INSTRUCCIONES DE LA TAREA: Reproduzca de forma íntegra y sin ninguna modificación el texto sobre el fin de la representación política.

TEXTO PROPORCIONADO:
++++++++++++++++++++

Publicado hoy en LN, acá: https://www.lanacion.com.ar/opinion/el-fin-de-la-representacion-politica-nid06112025/
El fin de la representación política
El sistema representativo nació pensado para sociedades muy diferentes de las nuestras, y el diseño institucional que lo rodeó, fue ajustado a ese contexto, y a aquellos tiempos. Pienso en fines del siglo xviii, y en sociedades que eran, no sólo más pequeñas, y divididas en unas pocas facciones sino, sobre todo, más compactas, más homogéneas. Por eso, en las sociedades pre-industriales, pudo pensarse en representar a “mayorías y minorías” (o, si se quiere, a “toda la sociedad”, compuesta de pequeños y grandes propietarios), con instituciones diseñadas para incluir a ambos grupos, y capaces de contenerlos. En su momento, por ejemplo, se asumió que las elecciones directas garantizaban la selección de representantes propios de la mayoría del pueblo, mientras que a las minorías se les aseguraba el ingreso al gobierno, por otros medios: elecciones indirectas, sí, pero también requerimientos de estudios (i.e., para los jueces); o condiciones de propiedad o ingresos (ie., para los senadores). Con la ayuda de ese tipo de instrumentos, se asumía, la sociedad quedaba finalmente representada: “todas” las distintas porciones de la sociedad pasaban a formar parte del sistema de toma de decisiones, en cada uno de sus aspectos.

++++++++++++++++++++

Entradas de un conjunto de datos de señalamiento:
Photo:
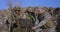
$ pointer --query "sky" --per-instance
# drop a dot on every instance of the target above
(27, 3)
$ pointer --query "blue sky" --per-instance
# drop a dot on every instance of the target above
(26, 3)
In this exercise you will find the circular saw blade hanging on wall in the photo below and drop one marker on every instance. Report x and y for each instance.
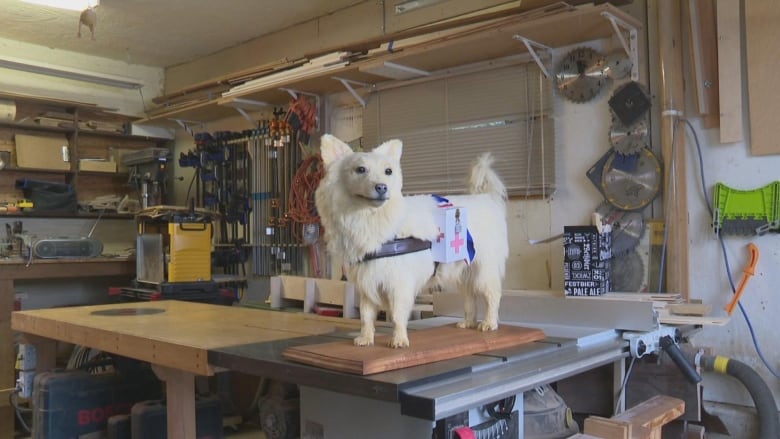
(617, 65)
(627, 227)
(631, 182)
(581, 76)
(629, 139)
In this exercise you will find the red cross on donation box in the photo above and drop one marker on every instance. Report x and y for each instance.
(450, 244)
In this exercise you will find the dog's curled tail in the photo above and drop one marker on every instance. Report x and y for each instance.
(484, 180)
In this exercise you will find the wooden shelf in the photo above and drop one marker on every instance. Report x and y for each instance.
(84, 142)
(555, 26)
(106, 215)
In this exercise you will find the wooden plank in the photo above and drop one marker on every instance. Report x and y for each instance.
(761, 35)
(644, 420)
(653, 413)
(180, 401)
(608, 428)
(427, 345)
(651, 378)
(690, 309)
(705, 59)
(730, 73)
(672, 100)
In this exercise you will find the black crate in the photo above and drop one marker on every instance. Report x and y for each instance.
(586, 261)
(148, 419)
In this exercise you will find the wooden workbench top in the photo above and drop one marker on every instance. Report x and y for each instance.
(170, 333)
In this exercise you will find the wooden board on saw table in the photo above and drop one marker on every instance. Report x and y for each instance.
(427, 345)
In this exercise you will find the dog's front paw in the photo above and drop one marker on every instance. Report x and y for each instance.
(399, 342)
(466, 324)
(364, 341)
(485, 326)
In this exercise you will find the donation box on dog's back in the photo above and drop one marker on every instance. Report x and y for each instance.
(452, 240)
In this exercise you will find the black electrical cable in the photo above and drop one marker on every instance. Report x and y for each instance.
(19, 410)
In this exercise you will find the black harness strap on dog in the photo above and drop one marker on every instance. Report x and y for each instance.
(398, 247)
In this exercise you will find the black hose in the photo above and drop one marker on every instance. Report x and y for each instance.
(769, 422)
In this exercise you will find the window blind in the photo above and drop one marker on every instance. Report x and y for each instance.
(445, 123)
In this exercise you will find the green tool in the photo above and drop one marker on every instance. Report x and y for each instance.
(746, 212)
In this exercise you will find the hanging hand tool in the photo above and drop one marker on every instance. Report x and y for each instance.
(748, 272)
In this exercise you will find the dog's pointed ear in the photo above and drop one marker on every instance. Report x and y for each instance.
(393, 148)
(332, 149)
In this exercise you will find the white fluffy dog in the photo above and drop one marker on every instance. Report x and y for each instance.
(361, 208)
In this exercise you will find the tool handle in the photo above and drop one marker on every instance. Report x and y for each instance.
(670, 347)
(749, 271)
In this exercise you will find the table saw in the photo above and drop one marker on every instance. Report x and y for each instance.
(400, 403)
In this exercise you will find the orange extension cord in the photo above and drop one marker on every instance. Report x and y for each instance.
(300, 208)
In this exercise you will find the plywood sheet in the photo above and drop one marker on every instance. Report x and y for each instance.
(427, 346)
(169, 333)
(763, 62)
(730, 72)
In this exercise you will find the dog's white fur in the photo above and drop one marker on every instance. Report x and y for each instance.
(361, 207)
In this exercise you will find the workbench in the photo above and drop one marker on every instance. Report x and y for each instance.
(184, 339)
(13, 269)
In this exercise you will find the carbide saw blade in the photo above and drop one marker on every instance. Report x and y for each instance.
(580, 75)
(617, 65)
(631, 182)
(627, 227)
(629, 139)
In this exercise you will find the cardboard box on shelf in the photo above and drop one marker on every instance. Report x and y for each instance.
(42, 152)
(97, 166)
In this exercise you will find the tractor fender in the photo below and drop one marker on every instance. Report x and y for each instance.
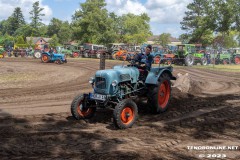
(155, 74)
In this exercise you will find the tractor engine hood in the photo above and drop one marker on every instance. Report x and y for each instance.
(105, 78)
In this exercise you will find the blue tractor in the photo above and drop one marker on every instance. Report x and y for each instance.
(118, 88)
(50, 56)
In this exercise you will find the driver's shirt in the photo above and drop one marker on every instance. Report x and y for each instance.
(147, 58)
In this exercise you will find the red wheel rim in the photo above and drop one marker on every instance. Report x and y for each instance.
(164, 94)
(81, 112)
(127, 115)
(45, 58)
(237, 60)
(157, 60)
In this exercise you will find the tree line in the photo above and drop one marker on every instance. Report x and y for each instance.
(91, 23)
(212, 22)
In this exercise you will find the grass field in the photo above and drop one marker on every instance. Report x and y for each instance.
(228, 68)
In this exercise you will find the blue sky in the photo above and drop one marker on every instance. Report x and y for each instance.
(165, 14)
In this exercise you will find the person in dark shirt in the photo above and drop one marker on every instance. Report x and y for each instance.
(145, 59)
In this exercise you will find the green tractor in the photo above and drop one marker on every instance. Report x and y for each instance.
(187, 54)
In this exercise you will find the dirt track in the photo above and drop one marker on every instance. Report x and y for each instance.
(36, 122)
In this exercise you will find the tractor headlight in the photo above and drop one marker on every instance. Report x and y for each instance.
(114, 83)
(91, 81)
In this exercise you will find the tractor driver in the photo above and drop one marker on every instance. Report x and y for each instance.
(145, 60)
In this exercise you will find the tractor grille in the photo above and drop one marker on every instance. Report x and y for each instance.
(100, 83)
(125, 77)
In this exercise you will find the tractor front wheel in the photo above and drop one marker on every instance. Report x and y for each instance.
(125, 114)
(160, 95)
(80, 108)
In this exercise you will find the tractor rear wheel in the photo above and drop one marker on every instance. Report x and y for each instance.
(45, 58)
(79, 110)
(125, 114)
(159, 96)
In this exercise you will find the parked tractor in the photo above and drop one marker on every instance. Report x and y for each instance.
(223, 56)
(50, 56)
(118, 87)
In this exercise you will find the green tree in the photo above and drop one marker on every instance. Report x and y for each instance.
(65, 33)
(134, 29)
(164, 39)
(36, 15)
(91, 23)
(20, 40)
(25, 31)
(200, 17)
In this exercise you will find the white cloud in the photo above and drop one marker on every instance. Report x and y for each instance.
(162, 11)
(165, 15)
(8, 6)
(125, 6)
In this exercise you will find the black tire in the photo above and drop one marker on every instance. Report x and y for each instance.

++++++++++++++++++++

RESPUESTA A LA TAREA:
Publicado hoy en LN, acá: https://www.lanacion.com.ar/opinion/el-fin-de-la-representacion-politica-nid06112025/
El fin de la representación política
El sistema representativo nació pensado para sociedades muy diferentes de las nuestras, y el diseño institucional que lo rodeó, fue ajustado a ese contexto, y a aquellos tiempos. Pienso en fines del siglo xviii, y en sociedades que eran, no sólo más pequeñas, y divididas en unas pocas facciones sino, sobre todo, más compactas, más homogéneas. Por eso, en las sociedades pre-industriales, pudo pensarse en representar a “mayorías y minorías” (o, si se quiere, a “toda la sociedad”, compuesta de pequeños y grandes propietarios), con instituciones diseñadas para incluir a ambos grupos, y capaces de contenerlos. En su momento, por ejemplo, se asumió que las elecciones directas garantizaban la selección de representantes propios de la mayoría del pueblo, mientras que a las minorías se les aseguraba el ingreso al gobierno, por otros medios: elecciones indirectas, sí, pero también requerimientos de estudios (i.e., para los jueces); o condiciones de propiedad o ingresos (ie., para los senadores). Con la ayuda de ese tipo de instrumentos, se asumía, la sociedad quedaba finalmente representada: “todas” las distintas porciones de la sociedad pasaban a formar parte del sistema de toma de decisiones, en cada uno de sus aspectos.